Instruções da tarefa: No texto sobre a Doença dos Pezinhos, em que zona de Portugal foi a doença identificada pela primeira vez?

É uma patologia “rara”, “muito complexa” e “tipicamente portuguesa”. O nome científico da doença é Polineuropatia Amiloidótica Familiar (PAF) mas é vulgarmente conhecida como “a Doença dos Pezinhos”. Identificada pela primeira vez em Portugal na área da Póvoa de Varzim, sabe-se agora que mais de metade dos concelhos do país (58%) registaram casos nos últimos anos, numa abrangência que atinge já os concelhos do centro e sul.
Maria do Carmo Vilas-Boas, estudante do Programa Doutoral em Engenharia Biomédica da Faculdade de Engenharia da U.Porto (FEUP), interessou-se por esta temática depois de ter conhecido alguns doentes que eram acompanhados pela equipa da Unidade Corino de Andrade do Hospital de Santo António, no Porto. “O contacto com esta doença e a população doente fascinou-me”, explica a investigadora. E acabou por ser o tema escolhido para desenvolver a sua tese de doutoramento.
Desde 2014 que uma equipa de investigadores da FEUP e do Hospital de Santo António (Porto) têm unido esforços com o objetivo de estudar e tentar descrever a marcha dos doentes e tudo o que tem a ver com a sua função motora para poder prever e/ou atrasar a evolução da doença e aumentar os níveis de qualidade de vida dos pacientes. Os investigadores pretendem criar uma ferramenta que auxilie no diagnóstico precoce dos sintomas e prevenir a perda da funcionalidade motora. “O meu principal objetivo é contribuir para que seja possível viver melhor com a doença, invertendo a estigmatização que os pacientes sentem, de modo a não sentirem necessidade de recorrer a métodos de reprodução medicamente assistida, entre outros”, admite Maria do Carmo Vilas-Boas.

Registos de dados guardados
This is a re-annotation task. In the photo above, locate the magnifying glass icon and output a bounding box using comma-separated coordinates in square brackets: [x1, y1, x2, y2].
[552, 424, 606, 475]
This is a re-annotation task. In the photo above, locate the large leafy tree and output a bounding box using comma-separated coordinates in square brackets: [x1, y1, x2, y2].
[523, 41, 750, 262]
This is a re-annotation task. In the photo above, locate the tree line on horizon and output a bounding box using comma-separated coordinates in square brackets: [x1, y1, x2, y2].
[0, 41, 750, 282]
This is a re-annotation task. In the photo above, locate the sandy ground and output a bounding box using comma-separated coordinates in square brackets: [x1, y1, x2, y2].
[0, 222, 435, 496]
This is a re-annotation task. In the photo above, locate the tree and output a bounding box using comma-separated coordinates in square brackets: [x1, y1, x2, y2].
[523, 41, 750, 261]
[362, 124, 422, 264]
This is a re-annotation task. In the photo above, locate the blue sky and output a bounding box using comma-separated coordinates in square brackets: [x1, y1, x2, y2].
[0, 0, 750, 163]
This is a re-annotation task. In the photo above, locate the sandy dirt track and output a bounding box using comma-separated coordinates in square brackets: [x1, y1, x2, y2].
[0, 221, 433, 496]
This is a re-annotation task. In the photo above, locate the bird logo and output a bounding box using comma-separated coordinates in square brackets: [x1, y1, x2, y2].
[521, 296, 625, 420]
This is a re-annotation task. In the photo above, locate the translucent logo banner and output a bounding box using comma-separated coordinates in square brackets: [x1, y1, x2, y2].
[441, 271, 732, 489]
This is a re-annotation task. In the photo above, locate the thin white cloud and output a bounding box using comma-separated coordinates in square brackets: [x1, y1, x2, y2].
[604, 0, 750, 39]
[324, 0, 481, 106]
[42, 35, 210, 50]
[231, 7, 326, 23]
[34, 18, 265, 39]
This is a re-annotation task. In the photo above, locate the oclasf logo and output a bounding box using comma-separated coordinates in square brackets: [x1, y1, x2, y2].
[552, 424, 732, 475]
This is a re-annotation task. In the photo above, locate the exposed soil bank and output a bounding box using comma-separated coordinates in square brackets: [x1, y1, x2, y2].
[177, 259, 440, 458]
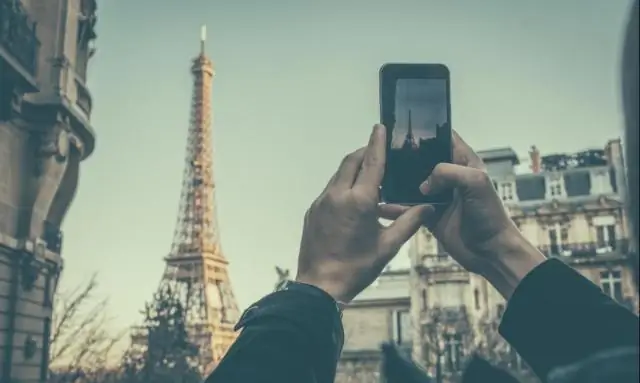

Resolução da tarefa: Na área da Póvoa de Varzim.